■ Problem 1 ■
Summarize the muscle pain case in two sentences.
■ Problem 2 ■
Reproduce the muscle pain case word for word, starting with "On further questioning, our" and going on through "his muscle pain?".

■ Text block ■
====================

An 85-year-old man with hypertension, hyperlipidemia, and coronary artery disease presented to our clinic with diffuse muscle pain. The pain had been present for about 3 months, but it had become noticeably worse over the past few weeks.
He was not aware of any trauma. He described the muscle pain as dull and particularly severe in his lower extremities (his thighs and calves). The pain did not limit his daily activities, nor did physical exertion or the time of day have any effect on the level of the pain.
His medications at that time included metoprolol, aspirin, hydrochlorothiazide, simvastatin, and a daily multivitamin.
He was not in acute distress. On neurologic and musculoskeletal examinations, all deep-tendon reflexes were intact, with no tenderness to palpation of the upper and lower extremities. No abnormalities were noted on the joint examination. He had full range of motion, with 5/5 muscle strength in the upper and lower extremities bilaterally and normal muscle tone. He was able to walk with ease. Results of initial laboratory testing, including creatine kinase and erythrocyte sedimentation rate, were normal.
1. What should be the next best step in the evaluation of this patient’s muscle pain?
- Order tests for cyclic citrullinated peptide (CCP) antibody and rheumatoid factor
- Advise him to refrain from physical activity until his symptoms resolve
- Take a more detailed history, including a review of medications and supplements
- Recommend a trial of a nonsteroidal anti-inflammatory drug (NSAID)
- Send him for radiographic imaging
Since his muscle pain has persisted for several months without improvement, a more detailed history should be taken, including a review of current medications and supplements.
Testing CCP antibody and rheumatoid factor would be useful if rheumatoid arthritis were suspected, but in the absence of demonstrable arthritis on examination, these tests would have low specificity even if the results were positive.
An NSAID may temporarily alleviate his pain, but it will not help establish a diagnosis. And in elderly patients, NSAIDs are not without complications and so should be prescribed only in appropriate situations.
Imaging would be appropriate at this point only if there was clinical suspicion of a specific disease. However, our patient has no focal deficits, and the suspicion of fracture or malignancy is low.
The medical history should include asking about current drug regimens, recent medication changes, and the use of herbal supplements, since polypharmacy is common in elderly patients with multiple comorbidities.
On further questioning, our patient said that his dose of simvastatin had been increased from 40 mg daily to 80 mg daily about 1 month before his symptoms appeared. He was taking a daily multivitamin but was not using herbal supplements or other over-the-counter products. He did not recall any constitutional symptoms before the onset of his current symptoms, and he had never had similar muscle pain in the past.
2. Based on the additional information from the history, what is the most likely cause of his muscle pain?
- Limited myositis secondary to recent viral infection
- Drug-drug interaction
- Statin-induced myalgia
Our patient’s history provided nothing to suggest viral myositis. Hypothyroidism should always be considered in patients with myalgia, but this is not likely in our patient, as he does not display other characteristics, such as diminished reflexes, hypotonia, cold intolerance, and mood instability. Even though calcium channel blockers have been known to cause myalgia in patients on statins, a drug-drug reaction is not likely, as he had not started taking a calcium channel blocker before his symptoms began. This patient did not show signs or symptoms of rhabdomyolysis, a type of myopathy in which necrosis of the muscle tissue occurs, generally causing profound weakness and pain.1
Therefore, statin-induced myopathy is the most likely cause of his diffuse muscle pain, particularly since his simvastatin had been increased 1 month before the onset of symptoms.

====================

■ Data shown ■
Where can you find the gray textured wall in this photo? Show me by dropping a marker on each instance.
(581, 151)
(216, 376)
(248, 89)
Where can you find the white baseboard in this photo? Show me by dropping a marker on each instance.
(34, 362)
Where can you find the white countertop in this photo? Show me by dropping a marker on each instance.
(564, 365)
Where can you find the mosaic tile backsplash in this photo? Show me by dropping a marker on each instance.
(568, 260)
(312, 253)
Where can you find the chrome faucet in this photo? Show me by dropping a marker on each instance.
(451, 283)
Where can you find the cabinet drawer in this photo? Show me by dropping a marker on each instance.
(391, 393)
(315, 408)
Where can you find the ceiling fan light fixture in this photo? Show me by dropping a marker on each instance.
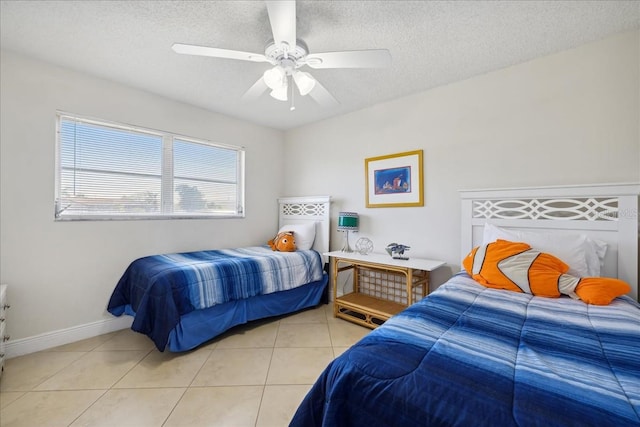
(304, 81)
(275, 78)
(280, 93)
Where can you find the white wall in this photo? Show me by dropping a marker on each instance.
(61, 274)
(569, 118)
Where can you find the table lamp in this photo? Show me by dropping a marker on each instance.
(347, 221)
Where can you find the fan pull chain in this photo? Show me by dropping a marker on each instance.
(293, 107)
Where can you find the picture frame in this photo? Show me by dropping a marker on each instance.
(394, 180)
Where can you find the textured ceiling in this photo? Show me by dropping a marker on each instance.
(432, 43)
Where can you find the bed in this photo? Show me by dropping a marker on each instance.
(470, 355)
(185, 299)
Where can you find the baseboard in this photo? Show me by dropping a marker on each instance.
(22, 346)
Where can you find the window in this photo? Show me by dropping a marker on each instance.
(111, 171)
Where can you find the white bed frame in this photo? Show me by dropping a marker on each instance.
(300, 210)
(608, 212)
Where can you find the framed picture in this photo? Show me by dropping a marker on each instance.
(394, 180)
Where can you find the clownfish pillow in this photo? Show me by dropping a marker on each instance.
(519, 268)
(283, 242)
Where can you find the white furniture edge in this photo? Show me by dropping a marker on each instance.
(607, 212)
(300, 210)
(384, 259)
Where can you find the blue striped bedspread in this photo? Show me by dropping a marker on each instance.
(159, 289)
(471, 356)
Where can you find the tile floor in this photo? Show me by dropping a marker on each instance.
(253, 375)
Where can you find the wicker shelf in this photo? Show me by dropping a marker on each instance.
(382, 286)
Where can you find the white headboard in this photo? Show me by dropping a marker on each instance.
(298, 210)
(608, 212)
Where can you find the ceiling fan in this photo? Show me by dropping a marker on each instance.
(287, 54)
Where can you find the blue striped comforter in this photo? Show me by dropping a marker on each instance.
(472, 356)
(159, 289)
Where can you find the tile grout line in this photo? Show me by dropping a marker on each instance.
(266, 377)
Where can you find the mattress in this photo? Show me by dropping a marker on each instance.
(158, 290)
(472, 356)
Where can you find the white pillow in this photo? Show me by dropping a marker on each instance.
(304, 234)
(583, 255)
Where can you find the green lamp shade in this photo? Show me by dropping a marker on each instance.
(348, 221)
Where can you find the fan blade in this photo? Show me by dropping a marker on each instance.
(256, 90)
(375, 58)
(322, 96)
(282, 16)
(215, 52)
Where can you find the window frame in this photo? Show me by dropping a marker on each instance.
(167, 174)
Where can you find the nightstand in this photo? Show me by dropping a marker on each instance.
(382, 286)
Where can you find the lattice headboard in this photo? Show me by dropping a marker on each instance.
(607, 212)
(297, 210)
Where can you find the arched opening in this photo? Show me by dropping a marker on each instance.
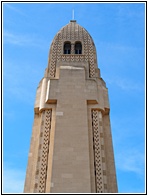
(78, 48)
(67, 48)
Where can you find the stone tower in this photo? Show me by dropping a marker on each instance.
(71, 146)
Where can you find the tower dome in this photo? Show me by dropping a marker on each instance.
(72, 44)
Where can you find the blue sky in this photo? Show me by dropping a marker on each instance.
(118, 30)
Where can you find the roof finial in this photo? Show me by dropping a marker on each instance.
(73, 14)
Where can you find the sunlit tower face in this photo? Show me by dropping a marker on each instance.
(71, 148)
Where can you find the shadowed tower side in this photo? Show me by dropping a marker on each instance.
(71, 146)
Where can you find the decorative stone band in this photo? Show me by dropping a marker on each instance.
(99, 162)
(41, 170)
(73, 58)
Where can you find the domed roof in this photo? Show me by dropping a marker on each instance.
(72, 33)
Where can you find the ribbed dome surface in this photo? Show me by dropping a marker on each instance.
(72, 33)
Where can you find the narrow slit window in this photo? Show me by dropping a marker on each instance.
(78, 48)
(67, 48)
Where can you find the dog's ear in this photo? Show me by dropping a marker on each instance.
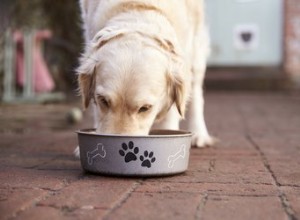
(86, 80)
(106, 34)
(86, 87)
(177, 91)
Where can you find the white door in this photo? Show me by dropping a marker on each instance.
(245, 32)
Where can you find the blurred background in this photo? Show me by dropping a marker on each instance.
(255, 45)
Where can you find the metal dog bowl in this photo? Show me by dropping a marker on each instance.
(163, 152)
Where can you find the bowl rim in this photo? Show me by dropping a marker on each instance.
(156, 133)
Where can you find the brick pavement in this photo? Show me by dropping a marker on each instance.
(252, 173)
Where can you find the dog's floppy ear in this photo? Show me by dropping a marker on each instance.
(177, 85)
(87, 87)
(86, 80)
(106, 34)
(177, 91)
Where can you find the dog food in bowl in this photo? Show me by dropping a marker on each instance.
(163, 152)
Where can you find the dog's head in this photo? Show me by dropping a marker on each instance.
(132, 79)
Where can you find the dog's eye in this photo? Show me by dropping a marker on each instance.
(145, 108)
(103, 101)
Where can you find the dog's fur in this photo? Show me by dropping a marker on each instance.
(143, 61)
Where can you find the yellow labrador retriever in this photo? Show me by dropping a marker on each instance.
(144, 61)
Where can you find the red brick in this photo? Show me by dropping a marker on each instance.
(13, 201)
(246, 208)
(43, 179)
(50, 213)
(209, 188)
(158, 206)
(293, 198)
(219, 177)
(93, 191)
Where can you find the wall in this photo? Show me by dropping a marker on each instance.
(292, 41)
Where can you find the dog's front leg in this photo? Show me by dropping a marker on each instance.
(76, 151)
(195, 118)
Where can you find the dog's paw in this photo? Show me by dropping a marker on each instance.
(76, 153)
(199, 140)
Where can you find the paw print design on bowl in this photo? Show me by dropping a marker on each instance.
(129, 152)
(147, 159)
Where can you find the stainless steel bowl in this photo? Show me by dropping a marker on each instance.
(163, 152)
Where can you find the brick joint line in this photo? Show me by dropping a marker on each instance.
(284, 201)
(123, 199)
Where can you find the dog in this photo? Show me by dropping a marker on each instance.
(144, 62)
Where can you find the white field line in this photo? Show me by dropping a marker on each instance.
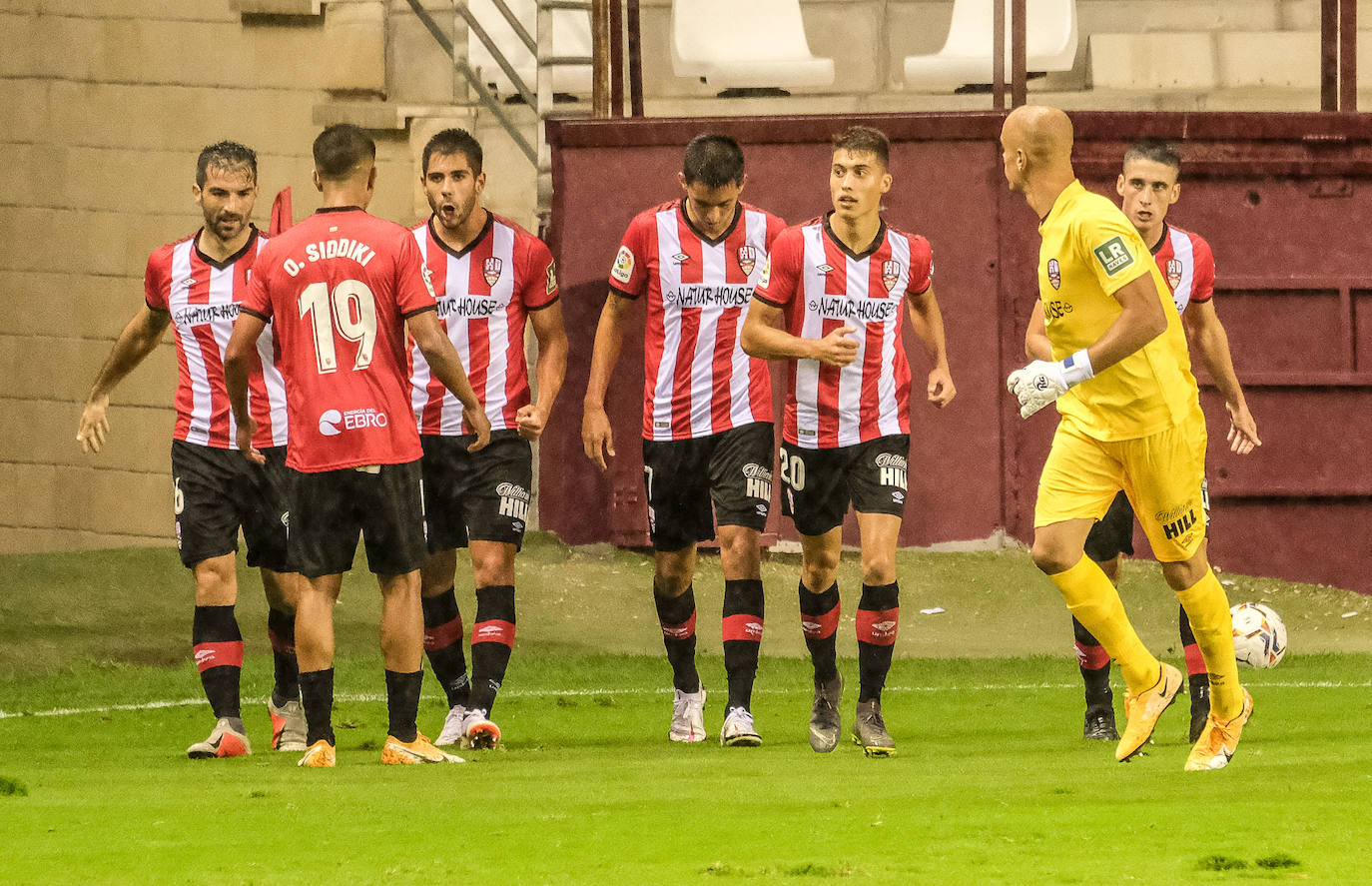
(553, 693)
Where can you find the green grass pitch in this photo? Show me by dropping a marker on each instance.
(991, 785)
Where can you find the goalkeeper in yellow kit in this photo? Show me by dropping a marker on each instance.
(1130, 419)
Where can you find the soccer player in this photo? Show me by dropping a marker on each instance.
(342, 286)
(1148, 188)
(490, 278)
(840, 284)
(195, 286)
(1130, 419)
(707, 415)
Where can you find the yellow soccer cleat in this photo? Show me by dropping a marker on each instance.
(1218, 741)
(1144, 709)
(320, 756)
(418, 750)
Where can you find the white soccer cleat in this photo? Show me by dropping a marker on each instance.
(287, 724)
(477, 731)
(688, 716)
(451, 732)
(738, 730)
(224, 741)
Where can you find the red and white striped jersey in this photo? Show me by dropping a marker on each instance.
(204, 297)
(1187, 264)
(822, 287)
(484, 295)
(697, 381)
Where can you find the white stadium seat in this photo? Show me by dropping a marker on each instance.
(745, 44)
(966, 56)
(571, 37)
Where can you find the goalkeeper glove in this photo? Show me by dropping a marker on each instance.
(1042, 382)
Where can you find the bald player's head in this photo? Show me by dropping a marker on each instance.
(1034, 140)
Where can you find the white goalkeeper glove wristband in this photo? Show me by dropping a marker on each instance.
(1042, 382)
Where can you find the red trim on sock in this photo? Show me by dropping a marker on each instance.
(227, 654)
(879, 625)
(280, 645)
(443, 635)
(744, 627)
(492, 631)
(1092, 657)
(679, 631)
(819, 627)
(1195, 661)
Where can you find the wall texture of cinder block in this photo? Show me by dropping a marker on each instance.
(107, 105)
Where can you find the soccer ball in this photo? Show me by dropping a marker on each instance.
(1258, 635)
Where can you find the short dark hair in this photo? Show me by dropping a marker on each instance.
(341, 148)
(865, 140)
(454, 142)
(714, 161)
(227, 155)
(1155, 150)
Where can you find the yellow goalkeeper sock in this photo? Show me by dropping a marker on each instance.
(1207, 609)
(1095, 602)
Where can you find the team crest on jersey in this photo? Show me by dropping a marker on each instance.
(747, 260)
(890, 275)
(491, 271)
(1173, 272)
(623, 269)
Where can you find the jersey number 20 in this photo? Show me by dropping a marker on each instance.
(350, 309)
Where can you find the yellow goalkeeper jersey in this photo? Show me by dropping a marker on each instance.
(1091, 250)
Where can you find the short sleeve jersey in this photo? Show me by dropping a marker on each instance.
(1089, 251)
(338, 289)
(697, 381)
(202, 297)
(822, 286)
(1187, 264)
(484, 295)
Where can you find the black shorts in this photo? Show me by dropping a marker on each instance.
(216, 491)
(384, 503)
(480, 495)
(730, 469)
(819, 483)
(1113, 533)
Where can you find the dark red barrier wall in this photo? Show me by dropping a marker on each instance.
(1283, 202)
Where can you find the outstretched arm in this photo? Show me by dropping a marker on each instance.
(765, 341)
(131, 349)
(1206, 334)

====================

■ Exercise answer 1 ■
An 85-year-old man with hypertension, hyperlipidemia, and coronary artery disease had about 3 months of dull, diffuse muscle pain, worst in his thighs and calves, yet his examination and initial laboratory tests, including creatine kinase and erythrocyte sedimentation rate, were normal. A more detailed history revealed that his simvastatin dose had been raised from 40 mg to 80 mg daily about 1 month before his symptoms appeared, making statin-induced myopathy the most likely cause.

■ Exercise answer 2 ■
On further questioning, our patient said that his dose of simvastatin had been increased from 40 mg daily to 80 mg daily about 1 month before his symptoms appeared. He was taking a daily multivitamin but was not using herbal supplements or other over-the-counter products. He did not recall any constitutional symptoms before the onset of his current symptoms, and he had never had similar muscle pain in the past.
2. Based on the additional information from the history, what is the most likely cause of his muscle pain?